[Document excerpt]:
(begin)

In the video, a journalist asks Mr. Poilievre about his populist approach, but each time he tries to get a foothold on the question, Mr. Poilievre sails in with a cross-check: What does populism mean? Who says I’m taking a page out of Donald Trump’s book? And which page, anyway?

He does all of this while eating an apple like a theatrically bored horse, just in case there was any doubt about his contempt for the person he’s talking to.

The Daily Mail’s headline was typical of right-leaning glee, describing how Mr. Poilievre “calmly tears apart reporter.” Many outlets and people who lapped it up described the journalist in the clip – Don Urquhart, editor of the Times Chronicle in British Columbia wine country – as a “lefty” or “woke.”

I found another instance of Mr. Poilievre attempting to dismantle a journalist. Here is that exchange, lightly edited for length:

Reporter: Are you at all worried about a sorcerer’s apprentice effect? There’s a lot of anger in society right now, and if you say things that certain people like or it excites them, what if you can’t control how they react? What if you mobilize people and something ugly happens that you would never have wanted?

(end)

[Given information]:
(begin)

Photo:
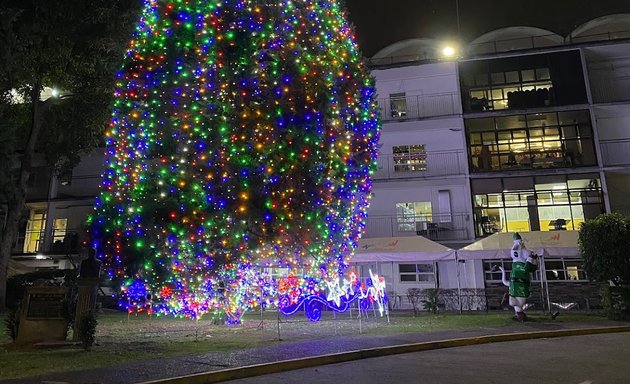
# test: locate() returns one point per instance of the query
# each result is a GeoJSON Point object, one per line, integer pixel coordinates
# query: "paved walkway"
{"type": "Point", "coordinates": [186, 365]}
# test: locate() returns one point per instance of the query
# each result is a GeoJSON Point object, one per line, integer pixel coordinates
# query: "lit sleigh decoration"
{"type": "Point", "coordinates": [338, 296]}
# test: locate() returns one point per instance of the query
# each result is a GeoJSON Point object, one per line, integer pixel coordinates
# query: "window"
{"type": "Point", "coordinates": [536, 140]}
{"type": "Point", "coordinates": [410, 158]}
{"type": "Point", "coordinates": [423, 273]}
{"type": "Point", "coordinates": [398, 104]}
{"type": "Point", "coordinates": [60, 227]}
{"type": "Point", "coordinates": [410, 215]}
{"type": "Point", "coordinates": [541, 203]}
{"type": "Point", "coordinates": [65, 177]}
{"type": "Point", "coordinates": [35, 228]}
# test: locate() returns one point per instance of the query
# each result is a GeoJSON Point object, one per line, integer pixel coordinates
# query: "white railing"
{"type": "Point", "coordinates": [419, 106]}
{"type": "Point", "coordinates": [615, 152]}
{"type": "Point", "coordinates": [443, 163]}
{"type": "Point", "coordinates": [439, 226]}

(end)

[What to work on]:
(a) In the text on Mr. Poilievre's exchanges with journalists, rewrite the stretch from "The Daily Mail’s" through "never have wanted?", putting "correspondent" in place of "journalist".
(b) Translate this sentence from the text on Mr. Poilievre's exchanges with journalists into Spanish: "I found another instance of Mr. Poilievre attempting to dismantle a journalist."
(c) According to the text on Mr. Poilievre's exchanges with journalists, which publication does Don Urquhart edit?

[Solved problems]:
(a)
The Daily Mail’s headline was typical of right-leaning glee, describing how Mr. Poilievre “calmly tears apart reporter.” Many outlets and people who lapped it up described the correspondent in the clip – Don Urquhart, editor of the Times Chronicle in British Columbia wine country – as a “lefty” or “woke.”

I found another instance of Mr. Poilievre attempting to dismantle a correspondent. Here is that exchange, lightly edited for length:

Reporter: Are you at all worried about a sorcerer’s apprentice effect? There’s a lot of anger in society right now, and if you say things that certain people like or it excites them, what if you can’t control how they react? What if you mobilize people and something ugly happens that you would never have wanted?

(b) Encontré otro ejemplo del Sr. Poilievre intentando desarmar a un periodista.

(c) The Times Chronicle, in British Columbia wine country.